**GOAL OF THE EXERCISE:**
Locate every line in the rows below that contains the word "black", and copy each such line. Letter case must match.

**INFORMATION GIVEN:**
__________
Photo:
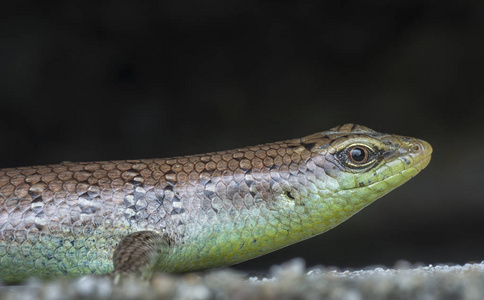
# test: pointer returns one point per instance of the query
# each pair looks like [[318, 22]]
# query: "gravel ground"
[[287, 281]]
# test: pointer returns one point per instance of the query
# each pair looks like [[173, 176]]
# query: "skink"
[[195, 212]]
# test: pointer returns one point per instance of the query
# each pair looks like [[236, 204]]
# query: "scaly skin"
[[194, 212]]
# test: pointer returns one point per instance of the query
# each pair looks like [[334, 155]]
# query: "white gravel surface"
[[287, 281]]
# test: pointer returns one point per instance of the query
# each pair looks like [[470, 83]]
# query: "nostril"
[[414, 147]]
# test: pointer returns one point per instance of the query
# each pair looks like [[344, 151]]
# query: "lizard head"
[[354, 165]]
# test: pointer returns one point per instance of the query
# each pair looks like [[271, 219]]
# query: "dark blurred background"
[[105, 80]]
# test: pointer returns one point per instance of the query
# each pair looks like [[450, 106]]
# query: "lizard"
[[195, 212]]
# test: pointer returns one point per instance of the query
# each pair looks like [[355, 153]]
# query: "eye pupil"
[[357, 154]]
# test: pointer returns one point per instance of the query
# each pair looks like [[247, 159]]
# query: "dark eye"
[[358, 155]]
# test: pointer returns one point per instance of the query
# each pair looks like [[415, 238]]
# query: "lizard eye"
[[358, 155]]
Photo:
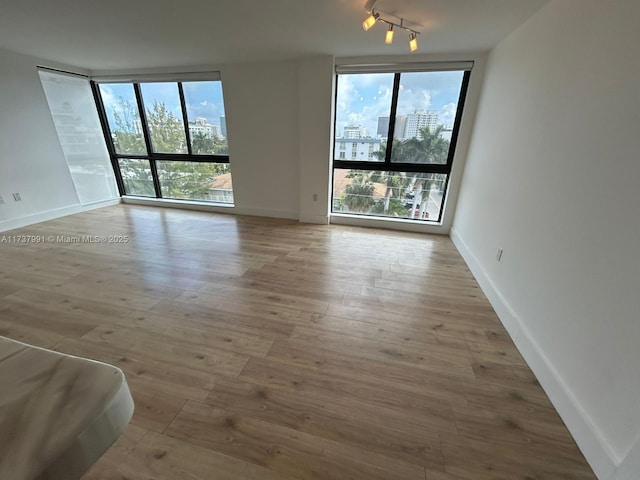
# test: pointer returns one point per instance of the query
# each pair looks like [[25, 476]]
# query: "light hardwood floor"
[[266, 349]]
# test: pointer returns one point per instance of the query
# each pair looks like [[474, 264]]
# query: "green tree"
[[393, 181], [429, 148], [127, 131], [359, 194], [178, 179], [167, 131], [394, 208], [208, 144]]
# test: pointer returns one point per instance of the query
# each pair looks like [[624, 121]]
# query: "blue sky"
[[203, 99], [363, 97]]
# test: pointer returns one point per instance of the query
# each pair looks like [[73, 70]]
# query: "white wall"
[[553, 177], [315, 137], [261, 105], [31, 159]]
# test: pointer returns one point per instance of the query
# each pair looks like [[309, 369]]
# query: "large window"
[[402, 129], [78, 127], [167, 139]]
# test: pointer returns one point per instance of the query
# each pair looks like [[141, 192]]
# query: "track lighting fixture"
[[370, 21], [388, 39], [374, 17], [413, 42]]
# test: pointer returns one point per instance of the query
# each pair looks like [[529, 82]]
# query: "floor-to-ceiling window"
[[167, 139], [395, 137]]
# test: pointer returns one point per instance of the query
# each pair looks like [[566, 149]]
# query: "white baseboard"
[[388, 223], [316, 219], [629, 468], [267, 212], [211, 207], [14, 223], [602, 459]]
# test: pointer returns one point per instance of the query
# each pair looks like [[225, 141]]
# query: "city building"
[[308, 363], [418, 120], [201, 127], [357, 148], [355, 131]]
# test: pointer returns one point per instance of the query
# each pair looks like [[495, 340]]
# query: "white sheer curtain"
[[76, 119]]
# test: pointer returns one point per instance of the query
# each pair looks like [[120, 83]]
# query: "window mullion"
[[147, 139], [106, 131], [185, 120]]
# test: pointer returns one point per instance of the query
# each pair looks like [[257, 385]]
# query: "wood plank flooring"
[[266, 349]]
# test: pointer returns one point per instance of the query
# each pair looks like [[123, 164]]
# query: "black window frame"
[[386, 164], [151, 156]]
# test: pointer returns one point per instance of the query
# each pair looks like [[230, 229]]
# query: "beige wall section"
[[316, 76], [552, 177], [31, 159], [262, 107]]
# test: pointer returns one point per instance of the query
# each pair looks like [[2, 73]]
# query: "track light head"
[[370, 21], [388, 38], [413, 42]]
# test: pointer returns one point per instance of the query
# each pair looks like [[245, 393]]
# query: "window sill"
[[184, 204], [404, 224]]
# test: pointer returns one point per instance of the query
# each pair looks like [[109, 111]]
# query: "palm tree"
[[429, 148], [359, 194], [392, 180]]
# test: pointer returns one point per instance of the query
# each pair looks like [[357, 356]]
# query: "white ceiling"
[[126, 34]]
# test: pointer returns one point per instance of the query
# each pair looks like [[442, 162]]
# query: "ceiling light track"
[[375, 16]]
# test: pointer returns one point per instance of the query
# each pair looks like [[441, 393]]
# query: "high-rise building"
__________
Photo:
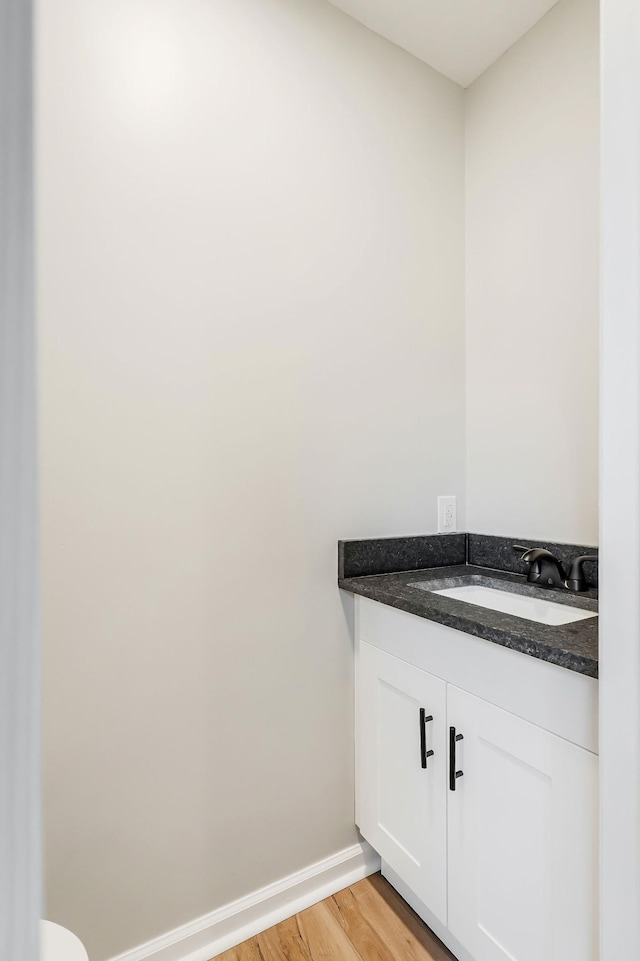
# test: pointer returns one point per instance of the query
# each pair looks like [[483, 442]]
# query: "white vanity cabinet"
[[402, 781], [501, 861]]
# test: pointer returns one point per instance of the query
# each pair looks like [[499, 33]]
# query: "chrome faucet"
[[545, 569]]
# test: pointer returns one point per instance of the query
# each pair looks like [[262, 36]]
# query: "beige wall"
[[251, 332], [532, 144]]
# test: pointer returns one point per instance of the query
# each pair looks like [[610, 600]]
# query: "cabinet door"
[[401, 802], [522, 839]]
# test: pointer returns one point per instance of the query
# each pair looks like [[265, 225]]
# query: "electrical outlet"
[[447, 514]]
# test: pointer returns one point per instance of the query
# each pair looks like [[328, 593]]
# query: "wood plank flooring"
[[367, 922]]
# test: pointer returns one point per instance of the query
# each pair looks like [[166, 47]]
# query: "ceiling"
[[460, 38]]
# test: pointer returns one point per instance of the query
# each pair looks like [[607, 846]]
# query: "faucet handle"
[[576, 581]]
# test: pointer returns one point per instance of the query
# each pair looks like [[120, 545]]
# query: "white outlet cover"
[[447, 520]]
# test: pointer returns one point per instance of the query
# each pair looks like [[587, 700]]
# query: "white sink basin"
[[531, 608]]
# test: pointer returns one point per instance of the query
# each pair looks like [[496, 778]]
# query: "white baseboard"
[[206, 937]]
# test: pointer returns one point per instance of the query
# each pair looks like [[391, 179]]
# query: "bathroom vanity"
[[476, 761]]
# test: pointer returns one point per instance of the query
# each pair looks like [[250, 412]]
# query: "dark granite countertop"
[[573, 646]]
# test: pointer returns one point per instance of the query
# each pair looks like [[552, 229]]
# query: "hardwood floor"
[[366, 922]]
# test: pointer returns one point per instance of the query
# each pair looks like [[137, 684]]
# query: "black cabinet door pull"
__________
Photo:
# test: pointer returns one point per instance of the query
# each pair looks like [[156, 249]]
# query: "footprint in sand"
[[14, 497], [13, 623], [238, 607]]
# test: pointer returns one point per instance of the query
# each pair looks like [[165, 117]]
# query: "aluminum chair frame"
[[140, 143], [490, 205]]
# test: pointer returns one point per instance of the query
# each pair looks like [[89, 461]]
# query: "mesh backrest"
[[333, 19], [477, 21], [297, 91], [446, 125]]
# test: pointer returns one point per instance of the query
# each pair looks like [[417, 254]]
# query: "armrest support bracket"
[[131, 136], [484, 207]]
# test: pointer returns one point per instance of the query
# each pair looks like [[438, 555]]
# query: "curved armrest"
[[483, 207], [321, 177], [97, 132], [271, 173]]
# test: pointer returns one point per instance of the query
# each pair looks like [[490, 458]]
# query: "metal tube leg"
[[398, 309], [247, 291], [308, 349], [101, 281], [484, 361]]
__________
**SOLUTION TO THE PROBLEM:**
# query: "black window frame"
# query: "black cabinet door pull"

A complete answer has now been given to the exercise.